== MATERIAL PROVIDED ==
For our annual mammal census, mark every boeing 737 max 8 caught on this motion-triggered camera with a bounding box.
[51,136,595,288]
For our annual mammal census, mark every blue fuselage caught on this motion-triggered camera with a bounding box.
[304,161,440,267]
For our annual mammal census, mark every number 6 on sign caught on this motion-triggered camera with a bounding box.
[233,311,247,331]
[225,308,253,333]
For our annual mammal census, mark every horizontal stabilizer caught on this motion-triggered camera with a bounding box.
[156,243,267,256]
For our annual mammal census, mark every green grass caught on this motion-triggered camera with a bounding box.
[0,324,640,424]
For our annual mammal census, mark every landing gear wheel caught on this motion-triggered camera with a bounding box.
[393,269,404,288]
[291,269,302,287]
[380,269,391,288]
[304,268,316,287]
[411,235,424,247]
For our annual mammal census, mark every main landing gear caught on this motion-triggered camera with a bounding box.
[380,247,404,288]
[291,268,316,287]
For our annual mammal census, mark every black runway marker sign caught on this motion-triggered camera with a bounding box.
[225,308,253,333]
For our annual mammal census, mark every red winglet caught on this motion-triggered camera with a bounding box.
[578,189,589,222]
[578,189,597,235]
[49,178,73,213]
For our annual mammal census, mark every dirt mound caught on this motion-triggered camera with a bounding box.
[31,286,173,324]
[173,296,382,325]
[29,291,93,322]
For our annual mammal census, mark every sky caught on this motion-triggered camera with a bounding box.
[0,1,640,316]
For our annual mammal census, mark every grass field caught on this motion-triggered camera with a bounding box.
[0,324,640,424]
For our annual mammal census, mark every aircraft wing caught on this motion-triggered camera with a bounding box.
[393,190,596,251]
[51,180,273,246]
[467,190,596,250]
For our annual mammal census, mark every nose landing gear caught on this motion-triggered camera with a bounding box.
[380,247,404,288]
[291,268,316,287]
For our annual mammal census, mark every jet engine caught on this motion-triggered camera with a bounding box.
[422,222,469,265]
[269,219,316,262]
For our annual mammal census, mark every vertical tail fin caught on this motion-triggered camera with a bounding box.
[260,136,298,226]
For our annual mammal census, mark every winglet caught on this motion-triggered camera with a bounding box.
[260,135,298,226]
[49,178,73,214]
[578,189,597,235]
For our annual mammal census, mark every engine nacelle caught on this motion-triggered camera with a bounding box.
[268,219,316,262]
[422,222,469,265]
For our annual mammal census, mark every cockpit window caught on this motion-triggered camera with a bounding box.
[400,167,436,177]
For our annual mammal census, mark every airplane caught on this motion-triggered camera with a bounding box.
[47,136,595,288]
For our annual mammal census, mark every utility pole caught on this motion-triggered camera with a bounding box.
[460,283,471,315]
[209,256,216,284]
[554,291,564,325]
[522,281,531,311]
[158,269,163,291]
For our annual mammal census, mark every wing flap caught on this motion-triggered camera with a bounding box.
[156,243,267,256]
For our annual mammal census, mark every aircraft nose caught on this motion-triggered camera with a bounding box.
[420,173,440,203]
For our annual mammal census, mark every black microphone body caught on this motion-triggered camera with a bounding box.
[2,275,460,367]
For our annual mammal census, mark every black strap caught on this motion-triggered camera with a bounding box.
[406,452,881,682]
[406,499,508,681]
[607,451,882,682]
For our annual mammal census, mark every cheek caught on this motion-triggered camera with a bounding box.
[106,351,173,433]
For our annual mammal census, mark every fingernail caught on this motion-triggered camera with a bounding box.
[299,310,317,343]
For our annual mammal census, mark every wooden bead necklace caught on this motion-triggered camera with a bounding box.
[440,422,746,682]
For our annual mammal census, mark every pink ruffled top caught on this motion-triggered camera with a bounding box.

== EXERCISE ==
Write out all of the data above, line for line, with no changes.

== RESULT OF THIS EXERCISE ==
For our annual mammal census, mark every boeing 737 max 8 caught on this motion-triggered camera with a bounding box.
[51,136,595,288]
For our annual mammal census, mark every blue fuselage caught on this motion-triggered camera with a bounding box.
[304,161,440,267]
For our annual mammal census, mark every number 6 on sign caught on this motion-triggered camera with a bounding box.
[233,311,247,331]
[225,308,253,333]
For our annual mammal census, mark every horizontal stabilizer caught on this motion-triggered camera with a bounding box.
[156,243,267,256]
For our annual mammal census, mark every green grass caught on this motion-triggered camera with a bounding box.
[0,324,640,424]
For our annual mammal census, mark every landing gear wheel caught on this motion-triggered camera with a bounding box.
[393,269,404,288]
[291,269,302,287]
[380,269,391,288]
[304,268,316,287]
[411,235,424,247]
For our annual mammal census, mark every main landing gear caught on this motion-triggered camera with a bounding box.
[380,247,404,288]
[291,268,316,287]
For our annual mammal census, mark every black runway marker sign caught on this motion-triggered camera with a bounding box.
[225,308,253,333]
For our annual mammal census, mark every red winglet caught on this motion-triggered camera with a bounding box.
[578,189,589,222]
[578,189,597,235]
[49,178,73,213]
For our annual mammal census, mark every dirt mound caught on this motion-triggered camera with a bounding box.
[31,286,173,324]
[173,296,382,325]
[29,291,93,322]
For our annual mammal census, mark every sky caught on this motion-triggered camera with a bounding box.
[0,1,640,316]
For our annual mammal census, mark every grass field caught on this motion-triggered camera with a bounding box.
[0,324,640,424]
For our annual mammal census, mark every aircraft wing caught on this motion-triggered camera with a bounding box.
[393,190,596,251]
[51,180,273,246]
[467,190,596,250]
For our annual mammal census, mark every nose landing gear caught on this motion-triggered camera with a bounding box.
[380,247,404,288]
[291,268,316,287]
For our annual mammal census, mark every jet engine caught on this motion-triggered camera with a bounding box.
[422,222,469,265]
[269,219,316,262]
For our annual mammal census, mark every vertical tail fin caught on this motion-triggered camera with a bounding box.
[260,136,298,226]
For our annual mammal census, mark every winglet caught on this motion-triggered camera with a bounding box.
[260,135,298,226]
[49,178,73,214]
[578,189,597,235]
For our annual mammal census, mark every engine nacelle caught on this motion-triggered camera with a bounding box.
[268,219,316,262]
[422,222,469,265]
For our annual mammal census, mark every cockpit window caught on this motion-triggered camera with a bounding box.
[400,167,436,177]
For our annual mammal census, mark every airplane caught on this motion-triggered camera with a bounding box.
[47,136,595,288]
For our annual mammal census, mark every utility pole caught on this motion-triggered camera with a bounding box.
[460,283,471,315]
[209,256,216,284]
[554,291,564,325]
[522,281,531,311]
[158,269,163,291]
For our annual mammal census, mark every wing flap caught on this motion-triggered camera with a bounding box.
[156,243,267,256]
For our annual mammal census, mark every aircraft nose caught on this motion-triggered camera with a bounding box.
[420,173,440,203]
For our annual mammal census, mark every black microphone body caught on this motion-triggered camera with a bounding box.
[2,275,460,367]
For our annual mammal census, mark every black strap caught on this motion-triggered camera with a bounding box.
[406,452,881,682]
[406,499,508,681]
[607,451,882,682]
For our annual mammal census, mark every cheek caught on this motion-triggered camera with a bounding box.
[106,351,173,433]
For our annual mammal census, mark every fingernail caught on this motion-triggered camera with a bounding box.
[299,310,317,343]
For our annual mammal census, mark every wooden bead necklace caught on this motion-triggered camera with a bounding box.
[440,422,746,682]
For our annual mammal census, mark every pink ruffled top caught on this motion-triggered camera with a bounding box.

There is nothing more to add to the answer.